PROBLEM REQUIREMENTS: Write out an exact copy of the line with "Query: gray boulder" and of each line after it, through the end of the records below.

Items from a dataset
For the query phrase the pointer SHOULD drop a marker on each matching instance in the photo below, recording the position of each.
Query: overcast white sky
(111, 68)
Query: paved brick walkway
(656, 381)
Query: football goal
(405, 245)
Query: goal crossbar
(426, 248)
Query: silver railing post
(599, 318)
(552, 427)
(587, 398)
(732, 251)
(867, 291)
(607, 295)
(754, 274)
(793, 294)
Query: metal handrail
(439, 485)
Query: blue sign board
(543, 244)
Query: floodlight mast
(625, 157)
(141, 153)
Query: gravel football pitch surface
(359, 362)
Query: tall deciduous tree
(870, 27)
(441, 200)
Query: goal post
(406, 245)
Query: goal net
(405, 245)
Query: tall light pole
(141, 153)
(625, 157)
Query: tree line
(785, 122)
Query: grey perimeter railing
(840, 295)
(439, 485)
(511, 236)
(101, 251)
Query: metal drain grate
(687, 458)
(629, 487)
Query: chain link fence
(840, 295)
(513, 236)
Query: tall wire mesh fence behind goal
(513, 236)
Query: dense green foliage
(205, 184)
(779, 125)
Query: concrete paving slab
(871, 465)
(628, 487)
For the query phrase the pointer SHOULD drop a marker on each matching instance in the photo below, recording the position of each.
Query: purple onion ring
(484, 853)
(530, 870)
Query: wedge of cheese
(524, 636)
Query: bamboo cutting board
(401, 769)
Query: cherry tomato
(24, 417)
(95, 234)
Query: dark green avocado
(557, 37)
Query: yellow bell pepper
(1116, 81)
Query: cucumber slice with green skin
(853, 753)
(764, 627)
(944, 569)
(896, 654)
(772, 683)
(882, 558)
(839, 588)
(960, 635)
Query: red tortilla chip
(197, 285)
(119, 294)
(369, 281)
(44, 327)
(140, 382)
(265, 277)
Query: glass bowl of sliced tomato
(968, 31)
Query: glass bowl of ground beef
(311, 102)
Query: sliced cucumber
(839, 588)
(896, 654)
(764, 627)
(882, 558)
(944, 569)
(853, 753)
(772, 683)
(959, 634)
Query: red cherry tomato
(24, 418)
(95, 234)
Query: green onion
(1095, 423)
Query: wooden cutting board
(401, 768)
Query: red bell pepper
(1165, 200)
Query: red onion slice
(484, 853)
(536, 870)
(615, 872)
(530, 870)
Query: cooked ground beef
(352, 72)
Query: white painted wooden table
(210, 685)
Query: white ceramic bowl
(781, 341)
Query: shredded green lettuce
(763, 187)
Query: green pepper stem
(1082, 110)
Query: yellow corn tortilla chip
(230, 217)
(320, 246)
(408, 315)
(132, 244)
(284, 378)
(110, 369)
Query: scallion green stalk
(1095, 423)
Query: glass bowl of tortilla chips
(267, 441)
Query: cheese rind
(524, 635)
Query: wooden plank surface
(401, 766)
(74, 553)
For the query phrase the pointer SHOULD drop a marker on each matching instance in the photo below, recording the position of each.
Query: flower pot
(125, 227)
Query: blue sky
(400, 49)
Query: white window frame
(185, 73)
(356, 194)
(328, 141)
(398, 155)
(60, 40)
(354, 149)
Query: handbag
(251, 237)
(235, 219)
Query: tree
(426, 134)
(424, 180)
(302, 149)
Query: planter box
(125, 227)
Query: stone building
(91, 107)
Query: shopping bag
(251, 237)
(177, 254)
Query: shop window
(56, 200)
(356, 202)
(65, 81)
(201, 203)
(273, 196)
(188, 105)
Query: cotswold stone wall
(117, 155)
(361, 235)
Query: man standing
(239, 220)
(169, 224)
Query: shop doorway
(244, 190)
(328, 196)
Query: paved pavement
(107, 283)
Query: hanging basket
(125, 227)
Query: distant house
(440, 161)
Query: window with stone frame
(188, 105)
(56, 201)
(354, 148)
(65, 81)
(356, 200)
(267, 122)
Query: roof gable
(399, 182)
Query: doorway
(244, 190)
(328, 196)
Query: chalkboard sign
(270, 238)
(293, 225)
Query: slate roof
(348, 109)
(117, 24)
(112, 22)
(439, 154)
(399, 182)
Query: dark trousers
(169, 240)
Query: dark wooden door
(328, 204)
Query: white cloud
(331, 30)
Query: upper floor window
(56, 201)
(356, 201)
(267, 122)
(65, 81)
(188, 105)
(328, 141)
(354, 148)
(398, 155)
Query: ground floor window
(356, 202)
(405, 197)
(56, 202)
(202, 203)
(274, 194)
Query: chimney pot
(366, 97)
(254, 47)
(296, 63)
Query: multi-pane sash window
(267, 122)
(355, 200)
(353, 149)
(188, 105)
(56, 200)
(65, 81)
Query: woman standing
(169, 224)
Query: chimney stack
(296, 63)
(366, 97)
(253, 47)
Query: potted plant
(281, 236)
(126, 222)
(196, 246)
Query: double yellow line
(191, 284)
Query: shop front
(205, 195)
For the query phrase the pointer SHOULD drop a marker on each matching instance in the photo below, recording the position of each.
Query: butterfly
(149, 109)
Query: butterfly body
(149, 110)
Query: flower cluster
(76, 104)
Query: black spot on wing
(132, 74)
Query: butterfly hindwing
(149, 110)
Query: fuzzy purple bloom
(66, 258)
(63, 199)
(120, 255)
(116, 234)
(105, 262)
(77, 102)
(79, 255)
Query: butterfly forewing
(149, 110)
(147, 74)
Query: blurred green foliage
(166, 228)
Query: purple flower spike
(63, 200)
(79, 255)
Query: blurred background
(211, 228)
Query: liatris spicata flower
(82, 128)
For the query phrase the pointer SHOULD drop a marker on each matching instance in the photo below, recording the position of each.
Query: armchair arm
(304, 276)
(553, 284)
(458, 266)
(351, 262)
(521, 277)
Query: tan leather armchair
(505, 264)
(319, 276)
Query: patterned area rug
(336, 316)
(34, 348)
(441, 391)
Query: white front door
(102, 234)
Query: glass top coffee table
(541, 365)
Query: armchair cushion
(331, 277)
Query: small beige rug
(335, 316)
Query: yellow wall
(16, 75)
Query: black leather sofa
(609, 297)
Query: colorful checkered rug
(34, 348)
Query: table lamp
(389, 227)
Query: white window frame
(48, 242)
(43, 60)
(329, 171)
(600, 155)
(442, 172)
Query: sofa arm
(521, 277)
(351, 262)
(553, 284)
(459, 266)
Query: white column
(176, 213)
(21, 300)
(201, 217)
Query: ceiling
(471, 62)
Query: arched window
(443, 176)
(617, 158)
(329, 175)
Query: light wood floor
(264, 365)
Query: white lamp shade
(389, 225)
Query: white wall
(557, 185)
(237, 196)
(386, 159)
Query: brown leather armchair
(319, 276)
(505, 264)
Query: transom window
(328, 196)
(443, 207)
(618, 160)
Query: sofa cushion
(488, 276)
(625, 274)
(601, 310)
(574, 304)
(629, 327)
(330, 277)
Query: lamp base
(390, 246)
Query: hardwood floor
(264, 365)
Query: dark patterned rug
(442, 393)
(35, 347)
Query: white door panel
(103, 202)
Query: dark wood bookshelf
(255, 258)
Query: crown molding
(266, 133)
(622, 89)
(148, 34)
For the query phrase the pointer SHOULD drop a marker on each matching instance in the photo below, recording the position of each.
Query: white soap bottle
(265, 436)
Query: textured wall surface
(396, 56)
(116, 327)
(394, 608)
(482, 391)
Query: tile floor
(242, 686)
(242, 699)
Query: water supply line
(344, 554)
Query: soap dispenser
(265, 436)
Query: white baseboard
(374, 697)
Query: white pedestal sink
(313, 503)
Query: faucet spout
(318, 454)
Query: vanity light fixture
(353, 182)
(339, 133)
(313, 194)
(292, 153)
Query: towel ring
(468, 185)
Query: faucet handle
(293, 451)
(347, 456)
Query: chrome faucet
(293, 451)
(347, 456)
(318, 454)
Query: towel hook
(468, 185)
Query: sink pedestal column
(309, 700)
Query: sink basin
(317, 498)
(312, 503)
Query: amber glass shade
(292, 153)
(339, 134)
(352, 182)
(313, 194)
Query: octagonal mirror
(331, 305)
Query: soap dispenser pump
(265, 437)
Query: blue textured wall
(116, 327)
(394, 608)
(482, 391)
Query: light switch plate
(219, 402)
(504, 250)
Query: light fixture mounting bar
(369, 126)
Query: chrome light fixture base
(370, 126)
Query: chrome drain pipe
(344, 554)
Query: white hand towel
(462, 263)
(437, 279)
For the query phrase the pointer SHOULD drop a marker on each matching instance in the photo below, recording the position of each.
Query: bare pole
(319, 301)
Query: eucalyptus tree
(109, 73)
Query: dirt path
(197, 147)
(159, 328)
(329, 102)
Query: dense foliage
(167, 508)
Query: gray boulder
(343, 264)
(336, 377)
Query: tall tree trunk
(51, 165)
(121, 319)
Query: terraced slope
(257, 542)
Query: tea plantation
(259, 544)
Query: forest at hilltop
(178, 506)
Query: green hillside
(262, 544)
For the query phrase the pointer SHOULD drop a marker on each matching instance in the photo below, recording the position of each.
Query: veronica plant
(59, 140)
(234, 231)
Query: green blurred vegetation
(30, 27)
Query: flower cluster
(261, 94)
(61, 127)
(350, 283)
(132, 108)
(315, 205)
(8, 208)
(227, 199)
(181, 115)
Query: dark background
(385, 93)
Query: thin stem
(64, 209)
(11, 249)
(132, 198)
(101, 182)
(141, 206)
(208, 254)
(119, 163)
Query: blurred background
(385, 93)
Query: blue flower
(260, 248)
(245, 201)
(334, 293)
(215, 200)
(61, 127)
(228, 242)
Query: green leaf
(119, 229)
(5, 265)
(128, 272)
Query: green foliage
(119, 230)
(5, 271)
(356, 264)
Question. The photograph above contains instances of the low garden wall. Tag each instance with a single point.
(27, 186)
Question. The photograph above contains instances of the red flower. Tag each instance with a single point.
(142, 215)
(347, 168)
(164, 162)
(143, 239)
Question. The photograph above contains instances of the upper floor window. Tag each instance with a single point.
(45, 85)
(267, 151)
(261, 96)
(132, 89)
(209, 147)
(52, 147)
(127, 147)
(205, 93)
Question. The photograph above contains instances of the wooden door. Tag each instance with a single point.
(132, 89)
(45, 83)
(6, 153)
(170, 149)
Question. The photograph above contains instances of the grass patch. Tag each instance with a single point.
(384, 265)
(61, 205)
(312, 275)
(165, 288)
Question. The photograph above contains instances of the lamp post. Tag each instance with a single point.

REPLY:
Query: gray boulder
(343, 264)
(336, 377)
Query: tall tree trunk
(51, 165)
(121, 319)
Query: terraced slope
(257, 542)
Query: tea plantation
(259, 544)
Query: forest at hilltop
(178, 506)
Query: green hillside
(262, 544)
For the query phrase the pointer SHOULD drop a marker on each matching instance in the photo below, recording the position of each.
Query: veronica plant
(59, 140)
(234, 231)
Query: green blurred vegetation
(30, 27)
Query: flower cluster
(261, 94)
(61, 127)
(350, 283)
(132, 108)
(315, 205)
(8, 208)
(227, 199)
(181, 115)
Query: dark background
(385, 93)
Query: thin stem
(64, 209)
(11, 249)
(132, 198)
(101, 182)
(141, 206)
(208, 254)
(119, 163)
Query: blurred background
(385, 93)
Query: blue flower
(260, 248)
(245, 201)
(334, 293)
(215, 200)
(61, 127)
(228, 242)
Query: green leaf
(119, 229)
(5, 265)
(128, 272)
Query: green foliage
(119, 230)
(5, 271)
(356, 264)
Question. The photograph above contains instances of the low garden wall. Tag each instance with a single point.
(27, 186)
Question. The photograph above contains instances of the red flower. Tag each instance with a single point.
(142, 215)
(347, 168)
(164, 162)
(143, 239)
Question. The photograph above contains instances of the upper floor window. Tag each instance with a single point.
(45, 85)
(267, 151)
(261, 96)
(132, 89)
(209, 147)
(52, 147)
(127, 147)
(205, 93)
Question. The photograph above contains instances of the wooden door. Tag each instance with a single point.
(132, 89)
(45, 83)
(6, 153)
(170, 149)
Question. The photograph above contains instances of the grass patch. Tag each instance with a single point.
(384, 265)
(61, 205)
(312, 275)
(165, 288)
Question. The photograph above contains instances of the lamp post. Tag each instance with a single point.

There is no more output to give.